*Aufgabenstellung*
1) An welcher Stelle der Bundesländer steht Niedersachsen laut dem Text über die Finanzierung des Theaters Lüneburg bei der Kulturfinanzierung?
2) Nenne alle Eurobeträge, die im Text über die Finanzierung des Theaters Lüneburg vorkommen.
3) Führe den Text über die Finanzierung des Theaters Lüneburg im Anschluss an seinen letzten Satz fort.

*Lesetext*
Und die Politik verhindert das?
Die Gretchenfrage ist: Ist der Politik die Kultur in einem Flächenland wichtig oder nicht? Niedersachsen steht an der beschämenden 13. Stellen der Bundesländer, was Kulturfinanzierung angeht. Das hat auch zur Folge, dass Tarifsteigerungen gar nicht oder nur teilweise erstattet werden. Zwischen 120.000 und 200.000 Euro blieben in vielen Jahren an uns hängen. Diese auflaufenden Mehrkosten, die sich wie Zins und Zinseszins fortpflanzen, haben sich auf derzeit über eine Million Euro addiert. Und es wird immer mehr. Durch die jetzt beschlossenen Tarifsteigerungen und die Erhöhung der Mindestgage muss unser Theater jedes Jahr rund 700.000 Euro zusätzlich für Personal ausgeben. Was wir tun wollen, aber nicht mehr können.
Im Koalitionsvertrag der Landesregierung steht die Absicht, die kommunalen Theater von den Tarifsteigerungen zu entlasten. Der Rat der Stadt Osnabrück hat das gerade für sein Theater anteilig zugesagt und das Land an seine Pflicht erinnert, sich ebenso zu verhalten.
Jahrgang 1956, Regisseur, ist seit 2010 Intendant des Theater Lüneburg und seit 2012 zusätzlich Geschäftsführer des Theater Lüneburg. Mit Spielzeitende verlässt er das Haus.
Seit drei Jahren übernehmen Stadt und Landkreis Lüneburg die Hälfte unserer Kosten für die Tariferhöhungen. Die andere Hälfte wurde aber nicht vom Land übernommen. Nur eine Einmalleistung von 383.000 Euro soll jetzt kommen. Das fängt nicht auf, was in den Vorjahren alles nicht aufgefangen wurde.
Daher hat die auf Kulturhaushaltsplanung spezialisierte Beratungsfirma Actori nun drei Wegsparmodelle entwickelt, damit das Theater die Finanzierungslöcher der Politik stopft, indem man Menschen entlässt. Die Lüneburger Symphoniker sind mit 29 Stellen schon jetzt das kleinste Theaterorchester in Deutschland. Ihm sollen laut Actori-Szenario 1 aber zehn Stellen gestrichen werden.
Der Vorschlag reicht nicht aus, um die aktuellen Probleme zu lösen, weil dabei allein Abfindungskosten in Höhe von 1,5 Millionen Euro anfallen. Zudem wäre ein Orchester mit 19 Stellen kein Orchester mehr, sondern eine große Band. Was das Musiktheater dann noch künstlerisch bedienen kann, ist extrem eingeschränkt auf bestimmte Musicals oder Unterhaltungsproduktionen.

*Gespeicherte Daten*
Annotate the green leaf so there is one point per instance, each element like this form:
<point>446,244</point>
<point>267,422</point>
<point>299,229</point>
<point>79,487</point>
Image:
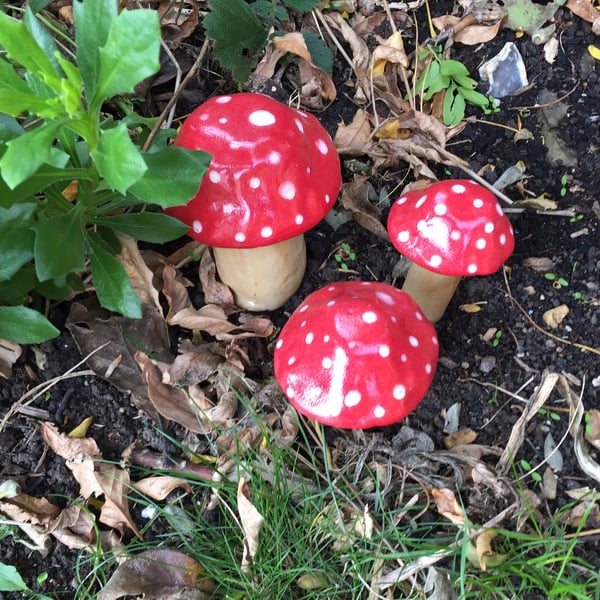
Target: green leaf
<point>130,53</point>
<point>16,237</point>
<point>44,40</point>
<point>148,227</point>
<point>36,145</point>
<point>59,246</point>
<point>238,36</point>
<point>113,287</point>
<point>24,326</point>
<point>92,24</point>
<point>319,51</point>
<point>451,68</point>
<point>10,580</point>
<point>44,177</point>
<point>118,159</point>
<point>473,97</point>
<point>453,108</point>
<point>15,95</point>
<point>173,176</point>
<point>21,46</point>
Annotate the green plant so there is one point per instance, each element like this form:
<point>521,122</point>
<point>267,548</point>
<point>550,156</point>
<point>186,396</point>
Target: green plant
<point>85,176</point>
<point>241,30</point>
<point>556,281</point>
<point>11,581</point>
<point>343,254</point>
<point>563,186</point>
<point>452,78</point>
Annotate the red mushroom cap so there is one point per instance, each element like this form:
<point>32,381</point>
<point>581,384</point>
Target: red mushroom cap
<point>455,227</point>
<point>275,172</point>
<point>356,354</point>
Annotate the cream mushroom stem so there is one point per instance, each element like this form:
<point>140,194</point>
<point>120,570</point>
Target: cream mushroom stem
<point>431,291</point>
<point>263,278</point>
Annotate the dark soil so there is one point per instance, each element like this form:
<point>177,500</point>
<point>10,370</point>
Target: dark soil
<point>473,370</point>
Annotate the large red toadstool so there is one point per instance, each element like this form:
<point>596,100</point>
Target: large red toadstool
<point>274,174</point>
<point>452,229</point>
<point>356,355</point>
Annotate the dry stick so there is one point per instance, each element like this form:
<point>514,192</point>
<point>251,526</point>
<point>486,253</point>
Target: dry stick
<point>43,387</point>
<point>171,103</point>
<point>540,328</point>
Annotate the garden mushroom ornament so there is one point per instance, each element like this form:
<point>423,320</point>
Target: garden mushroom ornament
<point>356,354</point>
<point>274,174</point>
<point>452,229</point>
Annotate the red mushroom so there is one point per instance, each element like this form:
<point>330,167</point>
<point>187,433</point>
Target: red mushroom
<point>356,354</point>
<point>274,174</point>
<point>452,229</point>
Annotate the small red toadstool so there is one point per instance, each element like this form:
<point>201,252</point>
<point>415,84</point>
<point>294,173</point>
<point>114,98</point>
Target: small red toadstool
<point>452,229</point>
<point>356,354</point>
<point>274,174</point>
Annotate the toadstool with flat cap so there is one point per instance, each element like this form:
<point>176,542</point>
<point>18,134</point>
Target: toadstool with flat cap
<point>452,229</point>
<point>356,354</point>
<point>274,174</point>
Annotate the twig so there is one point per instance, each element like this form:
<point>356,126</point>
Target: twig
<point>171,103</point>
<point>540,328</point>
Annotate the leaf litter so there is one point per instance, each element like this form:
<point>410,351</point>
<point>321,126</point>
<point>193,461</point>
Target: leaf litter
<point>200,388</point>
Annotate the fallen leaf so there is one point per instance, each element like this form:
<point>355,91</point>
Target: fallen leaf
<point>159,574</point>
<point>448,506</point>
<point>555,316</point>
<point>9,354</point>
<point>460,438</point>
<point>355,199</point>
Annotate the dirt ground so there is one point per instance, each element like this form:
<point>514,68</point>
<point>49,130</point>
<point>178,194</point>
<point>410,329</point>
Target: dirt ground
<point>504,348</point>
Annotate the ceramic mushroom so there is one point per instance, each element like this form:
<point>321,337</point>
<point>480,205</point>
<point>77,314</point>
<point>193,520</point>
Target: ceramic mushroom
<point>274,174</point>
<point>452,229</point>
<point>356,355</point>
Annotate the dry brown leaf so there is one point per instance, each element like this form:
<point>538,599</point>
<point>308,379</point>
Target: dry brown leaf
<point>96,478</point>
<point>470,35</point>
<point>252,522</point>
<point>390,51</point>
<point>355,199</point>
<point>9,354</point>
<point>159,574</point>
<point>178,20</point>
<point>160,486</point>
<point>293,43</point>
<point>317,89</point>
<point>174,291</point>
<point>193,367</point>
<point>448,506</point>
<point>592,428</point>
<point>170,401</point>
<point>214,291</point>
<point>460,438</point>
<point>555,316</point>
<point>356,138</point>
<point>92,326</point>
<point>138,272</point>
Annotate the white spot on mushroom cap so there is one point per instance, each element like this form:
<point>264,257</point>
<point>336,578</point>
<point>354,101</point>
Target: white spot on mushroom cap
<point>352,398</point>
<point>261,118</point>
<point>322,146</point>
<point>287,190</point>
<point>379,412</point>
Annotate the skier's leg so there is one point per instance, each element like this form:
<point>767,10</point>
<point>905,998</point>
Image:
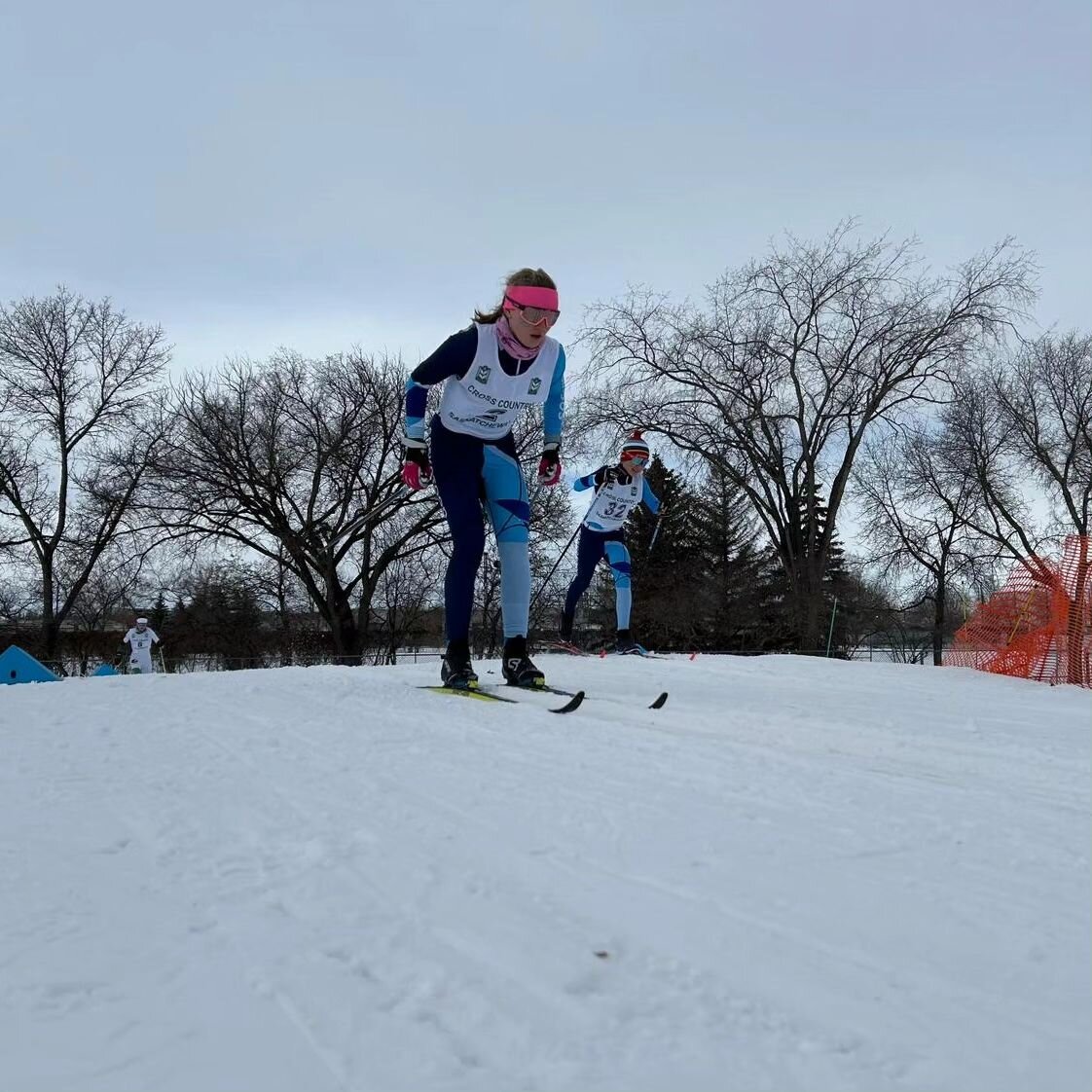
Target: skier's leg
<point>618,557</point>
<point>506,495</point>
<point>456,468</point>
<point>589,553</point>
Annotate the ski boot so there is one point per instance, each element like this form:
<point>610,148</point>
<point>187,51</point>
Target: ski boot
<point>455,671</point>
<point>518,669</point>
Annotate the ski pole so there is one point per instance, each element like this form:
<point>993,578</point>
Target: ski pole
<point>655,534</point>
<point>535,598</point>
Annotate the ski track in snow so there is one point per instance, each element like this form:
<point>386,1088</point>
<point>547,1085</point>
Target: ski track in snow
<point>799,874</point>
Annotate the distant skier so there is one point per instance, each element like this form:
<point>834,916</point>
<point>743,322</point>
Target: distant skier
<point>618,491</point>
<point>140,638</point>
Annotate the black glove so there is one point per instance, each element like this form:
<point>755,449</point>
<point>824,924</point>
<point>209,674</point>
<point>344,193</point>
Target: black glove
<point>417,468</point>
<point>549,465</point>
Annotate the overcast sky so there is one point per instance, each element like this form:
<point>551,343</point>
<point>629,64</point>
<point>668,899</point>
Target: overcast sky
<point>339,171</point>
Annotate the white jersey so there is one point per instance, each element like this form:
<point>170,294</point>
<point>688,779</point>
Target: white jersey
<point>486,401</point>
<point>140,644</point>
<point>613,504</point>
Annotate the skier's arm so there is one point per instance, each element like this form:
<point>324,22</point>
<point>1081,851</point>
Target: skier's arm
<point>453,358</point>
<point>554,411</point>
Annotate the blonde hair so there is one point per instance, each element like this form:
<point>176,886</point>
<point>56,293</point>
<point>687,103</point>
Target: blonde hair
<point>526,277</point>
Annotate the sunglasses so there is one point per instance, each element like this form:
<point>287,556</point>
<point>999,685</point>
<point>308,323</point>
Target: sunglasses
<point>534,315</point>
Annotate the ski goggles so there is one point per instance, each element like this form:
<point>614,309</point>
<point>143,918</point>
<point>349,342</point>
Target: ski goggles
<point>535,305</point>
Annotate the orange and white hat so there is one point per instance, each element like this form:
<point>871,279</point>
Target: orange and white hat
<point>635,448</point>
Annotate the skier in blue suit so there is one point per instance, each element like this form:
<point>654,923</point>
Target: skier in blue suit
<point>618,491</point>
<point>491,372</point>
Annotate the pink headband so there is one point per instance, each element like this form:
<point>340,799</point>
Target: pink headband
<point>529,296</point>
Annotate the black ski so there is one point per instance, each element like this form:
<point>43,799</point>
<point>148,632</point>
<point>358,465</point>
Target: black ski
<point>659,704</point>
<point>485,695</point>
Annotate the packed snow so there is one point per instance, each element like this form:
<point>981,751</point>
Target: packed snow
<point>798,875</point>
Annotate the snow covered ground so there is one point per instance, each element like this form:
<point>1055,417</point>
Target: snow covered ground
<point>799,874</point>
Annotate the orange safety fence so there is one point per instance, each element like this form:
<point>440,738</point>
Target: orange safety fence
<point>1038,626</point>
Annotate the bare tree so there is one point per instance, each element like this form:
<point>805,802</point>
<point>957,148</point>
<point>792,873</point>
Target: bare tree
<point>78,429</point>
<point>779,379</point>
<point>1021,429</point>
<point>918,520</point>
<point>298,461</point>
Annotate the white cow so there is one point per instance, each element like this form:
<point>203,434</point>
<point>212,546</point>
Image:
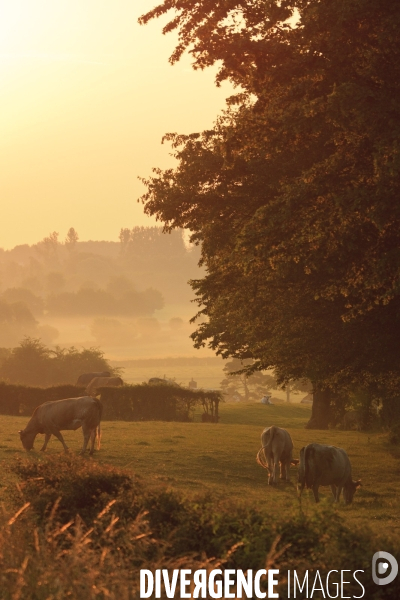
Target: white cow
<point>52,417</point>
<point>326,465</point>
<point>277,447</point>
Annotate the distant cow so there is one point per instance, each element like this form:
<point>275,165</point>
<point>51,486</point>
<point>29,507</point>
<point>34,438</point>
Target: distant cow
<point>52,417</point>
<point>326,465</point>
<point>86,378</point>
<point>99,382</point>
<point>277,447</point>
<point>353,419</point>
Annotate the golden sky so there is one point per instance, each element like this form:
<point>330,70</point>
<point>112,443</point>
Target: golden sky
<point>86,95</point>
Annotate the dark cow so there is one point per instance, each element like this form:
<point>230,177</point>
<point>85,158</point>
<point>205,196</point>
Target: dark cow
<point>99,382</point>
<point>277,447</point>
<point>86,378</point>
<point>326,465</point>
<point>52,417</point>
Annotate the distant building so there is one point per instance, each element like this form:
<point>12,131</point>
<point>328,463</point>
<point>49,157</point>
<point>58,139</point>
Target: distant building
<point>266,399</point>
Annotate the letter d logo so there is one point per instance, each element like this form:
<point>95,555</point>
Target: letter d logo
<point>383,568</point>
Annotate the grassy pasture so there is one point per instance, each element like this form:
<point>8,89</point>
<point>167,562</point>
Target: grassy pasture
<point>220,459</point>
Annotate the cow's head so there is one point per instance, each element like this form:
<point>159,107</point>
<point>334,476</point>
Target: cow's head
<point>27,439</point>
<point>349,490</point>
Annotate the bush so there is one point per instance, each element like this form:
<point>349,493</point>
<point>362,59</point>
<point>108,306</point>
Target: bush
<point>153,527</point>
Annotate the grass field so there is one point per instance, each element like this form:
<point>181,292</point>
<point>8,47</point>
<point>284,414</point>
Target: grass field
<point>220,459</point>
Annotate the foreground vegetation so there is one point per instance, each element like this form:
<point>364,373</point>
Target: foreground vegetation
<point>184,495</point>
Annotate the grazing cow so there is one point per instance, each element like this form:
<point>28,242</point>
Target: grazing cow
<point>277,447</point>
<point>353,420</point>
<point>99,382</point>
<point>86,378</point>
<point>326,465</point>
<point>52,417</point>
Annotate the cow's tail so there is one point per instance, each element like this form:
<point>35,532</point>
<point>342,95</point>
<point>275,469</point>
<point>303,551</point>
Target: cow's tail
<point>98,428</point>
<point>309,466</point>
<point>262,461</point>
<point>260,458</point>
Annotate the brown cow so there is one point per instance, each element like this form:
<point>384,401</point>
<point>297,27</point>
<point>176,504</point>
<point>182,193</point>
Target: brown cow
<point>69,414</point>
<point>277,447</point>
<point>326,465</point>
<point>99,382</point>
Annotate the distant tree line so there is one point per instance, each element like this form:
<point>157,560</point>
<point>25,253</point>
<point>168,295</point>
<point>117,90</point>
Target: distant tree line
<point>131,278</point>
<point>34,364</point>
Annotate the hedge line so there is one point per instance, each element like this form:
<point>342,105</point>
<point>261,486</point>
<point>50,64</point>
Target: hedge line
<point>22,400</point>
<point>128,403</point>
<point>161,402</point>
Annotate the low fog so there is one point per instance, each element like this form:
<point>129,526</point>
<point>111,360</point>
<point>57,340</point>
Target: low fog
<point>129,297</point>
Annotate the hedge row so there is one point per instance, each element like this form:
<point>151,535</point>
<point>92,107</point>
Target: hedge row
<point>161,402</point>
<point>128,403</point>
<point>22,400</point>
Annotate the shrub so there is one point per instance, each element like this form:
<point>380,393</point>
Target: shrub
<point>135,525</point>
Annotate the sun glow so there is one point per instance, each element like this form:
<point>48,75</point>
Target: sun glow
<point>86,96</point>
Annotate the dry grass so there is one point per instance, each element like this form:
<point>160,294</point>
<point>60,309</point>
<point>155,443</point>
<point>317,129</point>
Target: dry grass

*Lösungen*
1) An 13. Stelle.

2) 120.000 Euro, 200.000 Euro, über eine Million Euro, 700.000 Euro, 383.000 Euro, 1,5 Millionen Euro

3)
Mit dem zweiten Vorschlag, das ganze Orchester abzuschaffen, könnte die Finanzierungslücke geschlossen werden.
Alle Musiker, ihre Leiter und so weiter müssten wir dann nach Hause schicken, Chor und Gesangssolisten aber dürfen bleiben, um mit kleinen Gastensembles noch Musicals und mit einem Gastorchester eine Oper pro Spielzeit zu realisieren. Alle Konzerte würden entfallen.
Der radikalste Schritt ist Szenario 3: Alle Mitarbeiter des Musiktheaters werden entlassen.
Wir dürften dann mal ein Opern-Gastspiel einkaufen, hätten de facto aber ein Zwei-Sparten-Haus mit Schauspiel und Ballett. Die könnten vielleicht je eine Produktion mehr machen pro Spielzeit, aber das Haus nicht mehr adäquat füllen oder annähernd die jetzigen Einnahmen erzielen. 40 Prozent unserer Umsatzerlöse erwirtschaften wir derzeit mit dem Musiktheater. Fällt das weg, kommen vielleicht noch 50.000 Besucher pro Saison. Dann wird sicherlich die Politik fragen, ob sich das überhaupt noch lohnt und das Theater nicht gleich komplett geschlossen werden könnte.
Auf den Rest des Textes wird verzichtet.